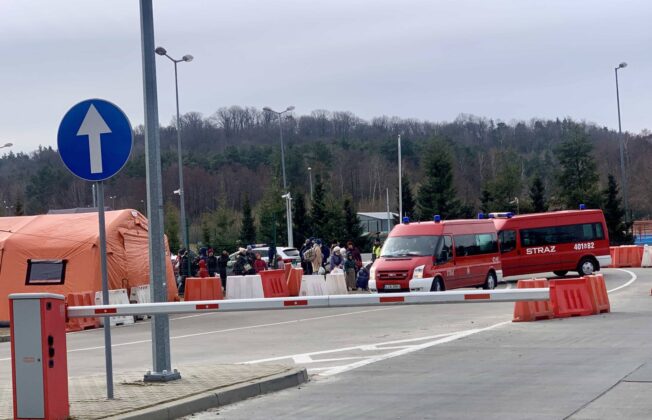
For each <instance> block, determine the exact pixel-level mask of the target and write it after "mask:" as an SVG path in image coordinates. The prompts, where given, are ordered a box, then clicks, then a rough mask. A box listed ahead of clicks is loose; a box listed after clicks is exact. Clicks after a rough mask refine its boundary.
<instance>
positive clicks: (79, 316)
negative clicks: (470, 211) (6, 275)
mask: <svg viewBox="0 0 652 420" xmlns="http://www.w3.org/2000/svg"><path fill="white" fill-rule="evenodd" d="M549 299H550V291H549V289H548V288H532V289H508V290H473V291H450V292H420V293H414V292H412V293H392V294H364V295H363V294H360V295H332V296H305V297H300V298H296V297H289V298H265V299H230V300H205V301H196V302H169V303H168V302H161V303H142V304H130V305H126V304H124V305H96V306H69V307H68V309H67V314H68V318H92V317H106V316H127V315H156V314H182V313H192V312H235V311H257V310H269V309H291V308H299V309H302V308H338V307H349V306H375V305H397V304H398V305H426V304H435V303H478V302H528V301H540V300H549Z"/></svg>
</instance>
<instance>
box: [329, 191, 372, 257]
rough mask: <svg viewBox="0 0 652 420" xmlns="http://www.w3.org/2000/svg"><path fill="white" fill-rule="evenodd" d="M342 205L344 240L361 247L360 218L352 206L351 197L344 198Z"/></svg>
mask: <svg viewBox="0 0 652 420" xmlns="http://www.w3.org/2000/svg"><path fill="white" fill-rule="evenodd" d="M342 204H343V205H342V208H343V211H344V235H345V236H346V240H350V241H353V243H355V244H356V246H359V247H361V246H362V245H363V242H364V241H363V240H362V226H360V218H359V217H358V213H357V212H356V211H355V207H354V206H353V200H352V199H351V197H345V198H344V202H343V203H342ZM331 239H335V238H331Z"/></svg>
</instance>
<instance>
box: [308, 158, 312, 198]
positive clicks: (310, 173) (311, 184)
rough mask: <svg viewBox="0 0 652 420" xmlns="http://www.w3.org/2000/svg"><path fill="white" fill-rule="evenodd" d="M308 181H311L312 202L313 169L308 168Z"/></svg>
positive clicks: (310, 187)
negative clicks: (312, 179) (312, 169)
mask: <svg viewBox="0 0 652 420" xmlns="http://www.w3.org/2000/svg"><path fill="white" fill-rule="evenodd" d="M308 180H309V181H310V201H312V168H311V167H310V166H308Z"/></svg>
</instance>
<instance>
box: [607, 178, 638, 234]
mask: <svg viewBox="0 0 652 420" xmlns="http://www.w3.org/2000/svg"><path fill="white" fill-rule="evenodd" d="M602 200H603V201H602V208H603V211H604V218H605V221H606V222H607V230H608V231H609V242H610V243H611V244H612V245H624V244H631V243H632V233H631V232H630V228H631V223H626V222H625V221H624V220H623V219H624V217H625V210H624V209H623V208H622V207H621V205H622V199H621V198H620V197H618V185H617V184H616V179H615V178H614V176H613V175H611V174H609V176H608V183H607V188H605V189H604V190H603V191H602Z"/></svg>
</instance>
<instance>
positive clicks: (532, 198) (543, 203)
mask: <svg viewBox="0 0 652 420" xmlns="http://www.w3.org/2000/svg"><path fill="white" fill-rule="evenodd" d="M530 200H531V201H532V211H534V212H535V213H542V212H545V211H548V204H547V203H546V190H545V187H544V186H543V181H542V180H541V177H539V176H536V177H534V179H533V180H532V185H531V186H530Z"/></svg>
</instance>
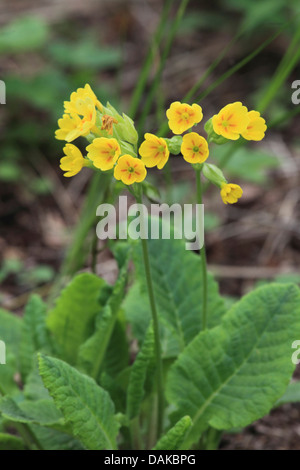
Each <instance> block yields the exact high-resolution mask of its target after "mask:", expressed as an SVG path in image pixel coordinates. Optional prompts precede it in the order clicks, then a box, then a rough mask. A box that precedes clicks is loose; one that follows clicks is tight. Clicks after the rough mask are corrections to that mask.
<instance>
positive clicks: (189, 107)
mask: <svg viewBox="0 0 300 470" xmlns="http://www.w3.org/2000/svg"><path fill="white" fill-rule="evenodd" d="M166 114H167V118H168V120H169V123H168V124H169V127H170V129H171V131H172V132H173V133H174V134H182V133H183V132H185V131H187V130H188V129H190V127H193V126H194V125H195V124H198V122H200V121H201V120H202V118H203V114H202V108H201V106H199V105H198V104H192V106H190V105H189V104H186V103H180V102H179V101H174V103H172V104H171V106H170V108H169V109H168V110H167V113H166Z"/></svg>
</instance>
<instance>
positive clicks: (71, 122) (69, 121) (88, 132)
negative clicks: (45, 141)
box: [55, 107, 96, 142]
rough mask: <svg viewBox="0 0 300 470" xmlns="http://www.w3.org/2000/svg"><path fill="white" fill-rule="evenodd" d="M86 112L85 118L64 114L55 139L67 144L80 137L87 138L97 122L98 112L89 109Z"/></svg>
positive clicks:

Assignment — Give the data above again, exactly, with every picture removed.

Answer —
For each <instance> block, determine the exact pixel-level mask of the target and write it after "mask:" as an SVG path in image coordinates. The prompts, where given, are ordered a box, then clicks, then a rough mask. A box listed ahead of clicks is loose; a box listed after clicks is exact. Clicks after a rough mask refine its boundary.
<instance>
positive clicks: (79, 316)
negative clicks: (470, 211) (6, 275)
mask: <svg viewBox="0 0 652 420" xmlns="http://www.w3.org/2000/svg"><path fill="white" fill-rule="evenodd" d="M549 299H550V291H549V289H548V288H532V289H508V290H473V291H450V292H420V293H414V292H412V293H392V294H364V295H363V294H360V295H332V296H305V297H300V298H296V297H289V298H265V299H230V300H205V301H196V302H169V303H168V302H161V303H142V304H130V305H126V304H124V305H96V306H69V307H68V309H67V314H68V318H92V317H106V316H127V315H156V314H182V313H192V312H235V311H257V310H269V309H291V308H299V309H302V308H338V307H349V306H375V305H397V304H398V305H426V304H435V303H478V302H528V301H540V300H549Z"/></svg>
</instance>
<instance>
box: [329, 191, 372, 257]
rough mask: <svg viewBox="0 0 652 420" xmlns="http://www.w3.org/2000/svg"><path fill="white" fill-rule="evenodd" d="M342 205L344 240L361 247L360 218L352 206L351 197L344 198Z"/></svg>
mask: <svg viewBox="0 0 652 420" xmlns="http://www.w3.org/2000/svg"><path fill="white" fill-rule="evenodd" d="M342 204H343V205H342V208H343V211H344V235H345V236H346V240H350V241H353V243H355V244H356V246H359V247H361V246H362V245H363V242H364V241H363V240H362V226H360V218H359V217H358V213H357V212H356V211H355V207H354V206H353V200H352V199H351V197H345V198H344V202H343V203H342ZM331 239H335V238H331Z"/></svg>
</instance>
<instance>
box: [308, 158, 312, 198]
positive clicks: (310, 173) (311, 184)
rough mask: <svg viewBox="0 0 652 420" xmlns="http://www.w3.org/2000/svg"><path fill="white" fill-rule="evenodd" d="M308 181H311L312 202L313 169L308 168Z"/></svg>
positive clicks: (310, 187)
negative clicks: (312, 179) (312, 169)
mask: <svg viewBox="0 0 652 420" xmlns="http://www.w3.org/2000/svg"><path fill="white" fill-rule="evenodd" d="M308 180H309V181H310V201H312V168H311V167H310V166H308Z"/></svg>
</instance>
<instance>
box: [607, 178, 638, 234]
mask: <svg viewBox="0 0 652 420" xmlns="http://www.w3.org/2000/svg"><path fill="white" fill-rule="evenodd" d="M602 200H603V201H602V208H603V211H604V218H605V221H606V222H607V230H608V231H609V242H610V243H611V244H612V245H624V244H631V243H632V233H631V232H630V228H631V223H626V222H625V221H624V220H623V219H624V217H625V210H624V209H623V208H622V207H621V205H622V199H621V198H620V197H618V185H617V184H616V179H615V178H614V176H613V175H611V174H609V176H608V183H607V188H605V189H604V190H603V191H602Z"/></svg>
</instance>
<instance>
positive clicks: (532, 198) (543, 203)
mask: <svg viewBox="0 0 652 420" xmlns="http://www.w3.org/2000/svg"><path fill="white" fill-rule="evenodd" d="M530 200H531V201H532V211H534V212H535V213H542V212H545V211H548V204H547V203H546V190H545V187H544V186H543V181H542V180H541V177H539V176H536V177H534V179H533V180H532V185H531V186H530Z"/></svg>
</instance>
Each <instance> block yields the exact high-resolution mask of its target after "mask:", expressed as an SVG path in image pixel coordinates. Optional prompts precede it in the order clicks, then a box, then a rough mask. A box that precedes clicks is loose; one that follows clicks is tight. Clicks after the rough mask are corrections to that mask.
<instance>
positive clicks: (189, 107)
mask: <svg viewBox="0 0 300 470" xmlns="http://www.w3.org/2000/svg"><path fill="white" fill-rule="evenodd" d="M166 114H167V118H168V120H169V123H168V124H169V127H170V129H171V131H172V132H173V133H174V134H182V133H183V132H185V131H187V130H188V129H190V127H193V126H194V125H195V124H198V122H200V121H201V120H202V118H203V114H202V108H201V106H199V105H198V104H192V106H190V105H189V104H186V103H180V102H179V101H174V103H172V104H171V106H170V108H169V109H168V110H167V113H166Z"/></svg>
</instance>
<instance>
positive clicks: (71, 122) (69, 121) (88, 132)
negative clicks: (45, 141)
box: [55, 107, 96, 142]
rough mask: <svg viewBox="0 0 300 470" xmlns="http://www.w3.org/2000/svg"><path fill="white" fill-rule="evenodd" d="M86 112L85 118L64 114L55 139L67 144L80 137L87 138L97 122L98 112L89 109Z"/></svg>
positive clicks:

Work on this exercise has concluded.